■ **Pointing records**
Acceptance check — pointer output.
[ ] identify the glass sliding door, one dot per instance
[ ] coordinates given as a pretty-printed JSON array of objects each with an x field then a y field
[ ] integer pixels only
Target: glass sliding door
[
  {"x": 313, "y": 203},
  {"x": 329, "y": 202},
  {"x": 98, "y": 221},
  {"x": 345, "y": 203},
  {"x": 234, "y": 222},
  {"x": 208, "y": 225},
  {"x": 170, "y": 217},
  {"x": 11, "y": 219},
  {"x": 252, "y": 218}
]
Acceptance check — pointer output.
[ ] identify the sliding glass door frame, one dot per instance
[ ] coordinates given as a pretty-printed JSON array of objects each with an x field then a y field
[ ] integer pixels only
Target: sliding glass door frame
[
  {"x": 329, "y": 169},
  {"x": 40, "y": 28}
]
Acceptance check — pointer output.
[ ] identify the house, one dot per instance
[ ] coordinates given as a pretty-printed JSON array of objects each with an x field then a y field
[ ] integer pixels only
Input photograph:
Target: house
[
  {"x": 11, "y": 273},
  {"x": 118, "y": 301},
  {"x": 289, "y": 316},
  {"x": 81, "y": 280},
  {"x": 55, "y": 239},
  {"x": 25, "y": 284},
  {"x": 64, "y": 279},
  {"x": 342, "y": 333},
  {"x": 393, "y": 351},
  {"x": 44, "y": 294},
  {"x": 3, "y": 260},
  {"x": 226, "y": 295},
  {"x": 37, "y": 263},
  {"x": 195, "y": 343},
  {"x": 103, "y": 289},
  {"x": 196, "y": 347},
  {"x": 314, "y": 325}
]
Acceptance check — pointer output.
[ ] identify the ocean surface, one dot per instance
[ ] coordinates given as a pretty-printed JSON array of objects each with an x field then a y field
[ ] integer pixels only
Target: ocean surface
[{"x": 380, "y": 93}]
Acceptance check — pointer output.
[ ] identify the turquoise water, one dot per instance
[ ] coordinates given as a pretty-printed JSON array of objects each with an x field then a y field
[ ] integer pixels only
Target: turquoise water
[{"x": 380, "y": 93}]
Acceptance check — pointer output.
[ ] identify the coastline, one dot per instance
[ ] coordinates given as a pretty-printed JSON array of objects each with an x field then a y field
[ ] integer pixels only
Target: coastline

■ **EXERCISE AIM**
Return all of the entries word for word.

■ **RESULT BELOW**
Acceptance check — pointer output.
[ ] identify the glass sliding door, one dot per instance
[ ] coordinates given as a pretty-printed JSON array of objects each with an x field then a y field
[ ] integer pixels only
Target: glass sliding door
[
  {"x": 313, "y": 203},
  {"x": 329, "y": 202},
  {"x": 98, "y": 221},
  {"x": 345, "y": 203},
  {"x": 234, "y": 222},
  {"x": 208, "y": 225},
  {"x": 170, "y": 217},
  {"x": 11, "y": 219},
  {"x": 252, "y": 218}
]
Acceptance check — pointer output.
[ ] identify the sliding glass door frame, one dot per instance
[ ] coordinates given as a pretty-printed JSON array of objects each with an x field then a y field
[ ] integer pixels only
Target: sliding glass door frame
[
  {"x": 329, "y": 169},
  {"x": 40, "y": 28}
]
Acceptance check — pointer output.
[ ] identify the house, one dot per instance
[ ] coordinates given as a pretty-printed JSON array of objects each with an x field then a y field
[ ] integer pixels only
Input photograph:
Target: house
[
  {"x": 11, "y": 273},
  {"x": 118, "y": 301},
  {"x": 289, "y": 316},
  {"x": 81, "y": 280},
  {"x": 55, "y": 239},
  {"x": 25, "y": 284},
  {"x": 64, "y": 279},
  {"x": 342, "y": 333},
  {"x": 393, "y": 351},
  {"x": 44, "y": 294},
  {"x": 3, "y": 260},
  {"x": 226, "y": 295},
  {"x": 37, "y": 263},
  {"x": 195, "y": 343},
  {"x": 103, "y": 289},
  {"x": 196, "y": 347},
  {"x": 314, "y": 325}
]
Acceptance check — pointer output.
[ ] identify the ocean surface, one dot per instance
[ ] coordinates given as a pretty-printed JSON array of objects each with an x field then a y field
[ ] integer pixels only
Target: ocean surface
[{"x": 380, "y": 93}]
Acceptance check — pointer output.
[ ] identify the turquoise water, one dot per instance
[ ] coordinates given as a pretty-printed JSON array of objects each with an x field then a y field
[ ] integer pixels only
Target: turquoise water
[{"x": 380, "y": 93}]
Acceptance check — pointer output.
[ ] identify the coastline, one dot per instance
[ ] coordinates given as a pretty-printed JSON array of objects each with an x field then a y field
[ ] integer pixels only
Target: coastline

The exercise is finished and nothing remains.